INSTRUCTIONS TO FOLLOW:
Please reproduce the whole listing below line for line, changing nothing.

GIVEN DATA:
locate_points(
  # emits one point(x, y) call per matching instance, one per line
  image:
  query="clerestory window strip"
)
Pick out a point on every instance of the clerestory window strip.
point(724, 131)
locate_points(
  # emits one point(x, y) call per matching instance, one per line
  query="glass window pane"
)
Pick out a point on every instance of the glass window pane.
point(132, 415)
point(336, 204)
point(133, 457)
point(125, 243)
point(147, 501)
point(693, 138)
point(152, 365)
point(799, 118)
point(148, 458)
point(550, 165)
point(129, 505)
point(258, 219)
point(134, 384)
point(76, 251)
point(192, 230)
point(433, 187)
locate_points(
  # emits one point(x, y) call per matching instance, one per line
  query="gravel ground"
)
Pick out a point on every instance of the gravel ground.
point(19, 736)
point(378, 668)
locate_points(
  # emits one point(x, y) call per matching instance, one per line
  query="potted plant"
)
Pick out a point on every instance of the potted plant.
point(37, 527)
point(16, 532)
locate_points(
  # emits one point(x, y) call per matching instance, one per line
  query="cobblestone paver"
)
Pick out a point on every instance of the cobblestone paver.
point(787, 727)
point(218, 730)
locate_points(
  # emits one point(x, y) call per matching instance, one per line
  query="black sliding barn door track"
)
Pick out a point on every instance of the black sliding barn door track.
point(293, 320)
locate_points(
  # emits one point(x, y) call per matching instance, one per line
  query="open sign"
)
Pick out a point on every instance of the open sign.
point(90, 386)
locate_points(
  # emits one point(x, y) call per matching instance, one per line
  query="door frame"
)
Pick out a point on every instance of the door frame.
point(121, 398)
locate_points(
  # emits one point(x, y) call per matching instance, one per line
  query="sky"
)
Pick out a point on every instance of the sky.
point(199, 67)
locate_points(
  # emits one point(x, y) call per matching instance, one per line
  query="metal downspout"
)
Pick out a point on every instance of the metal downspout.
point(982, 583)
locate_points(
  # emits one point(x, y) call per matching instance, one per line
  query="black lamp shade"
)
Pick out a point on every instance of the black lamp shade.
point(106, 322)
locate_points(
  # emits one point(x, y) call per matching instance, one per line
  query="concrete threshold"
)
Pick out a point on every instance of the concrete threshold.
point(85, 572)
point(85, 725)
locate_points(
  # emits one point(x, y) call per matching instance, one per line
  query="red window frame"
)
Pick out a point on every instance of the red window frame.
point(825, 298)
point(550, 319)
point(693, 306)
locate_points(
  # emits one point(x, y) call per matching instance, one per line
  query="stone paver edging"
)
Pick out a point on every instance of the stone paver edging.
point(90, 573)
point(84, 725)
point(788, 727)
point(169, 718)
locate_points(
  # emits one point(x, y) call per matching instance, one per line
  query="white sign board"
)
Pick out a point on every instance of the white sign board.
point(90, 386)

ANSWER BELOW:
locate_points(
  # emits one point(x, y) call per matching instance, one per line
  image:
  query="clerestory window strip"
)
Pick out a point on every instance of the clerestory window strip.
point(724, 131)
locate_points(
  # emits one point(x, y) call per matching instance, one per line
  query="glass window pane"
)
Pick out a point on every instance of the glass window pane.
point(132, 415)
point(336, 204)
point(133, 457)
point(125, 243)
point(147, 501)
point(693, 138)
point(152, 365)
point(799, 118)
point(148, 458)
point(550, 165)
point(129, 505)
point(258, 219)
point(134, 384)
point(76, 251)
point(192, 230)
point(433, 187)
locate_points(
  # emits one point(x, y) call per matching instance, one per line
  query="gravel ground"
)
Pick out a point on every instance of the gravel ground.
point(19, 736)
point(378, 668)
locate_points(
  # emits one point(x, y) call per matching instance, one per line
  query="potted plant"
)
Pick out a point on every instance of the potted plant.
point(37, 527)
point(16, 532)
locate_points(
  # emits one point(x, y) call per matching instance, one per line
  query="cobblestone paver"
)
Pick out a point on every instance of the cobblestone paver.
point(787, 727)
point(218, 730)
locate_points(
  # emits one point(x, y) call per matching instance, one per line
  query="black sliding barn door track"
)
Pick out a point on every instance of the black sliding barn door track.
point(293, 320)
locate_points(
  # emits one point(x, y) call per matching instance, one per line
  query="open sign"
)
Pick out a point on every instance of the open sign.
point(90, 386)
locate_points(
  # emits one point(x, y) call per matching instance, one per line
  query="door frame"
)
Pick out a point on every instance of the door frame.
point(121, 398)
locate_points(
  # emits one point(x, y) call per matching instance, one per line
  query="sky"
)
Pick out a point on every instance of the sky.
point(199, 67)
locate_points(
  # emits one point(x, y) call per matching instance, one per line
  query="metal downspout"
)
Pick out a point on every instance of the metal downspout.
point(982, 583)
locate_points(
  # emits one point(x, y) call per matching instance, one per line
  query="black lamp shade"
)
Pick out a point on every instance of the black lamp shade.
point(106, 322)
locate_points(
  # emits one point(x, y) call per matching instance, one per line
  query="concrete threshold"
)
Pick out a point on every instance of the concrete threshold.
point(85, 572)
point(85, 725)
locate_points(
  # emits one point(x, y) call per matching instance, one per line
  query="red window frame"
)
Pick out a point on every instance of the red window frame.
point(825, 298)
point(550, 319)
point(693, 306)
locate_points(
  # emits one point(x, y) call per matching instance, one per line
  query="stone paver edging"
)
Pick out a point on every instance of the stone paver edging.
point(90, 573)
point(84, 725)
point(788, 727)
point(169, 718)
locate_points(
  # emits one point(x, y) call per matching instance, one per line
  query="white sign board"
)
Pick out a point on every instance of the white sign board.
point(90, 386)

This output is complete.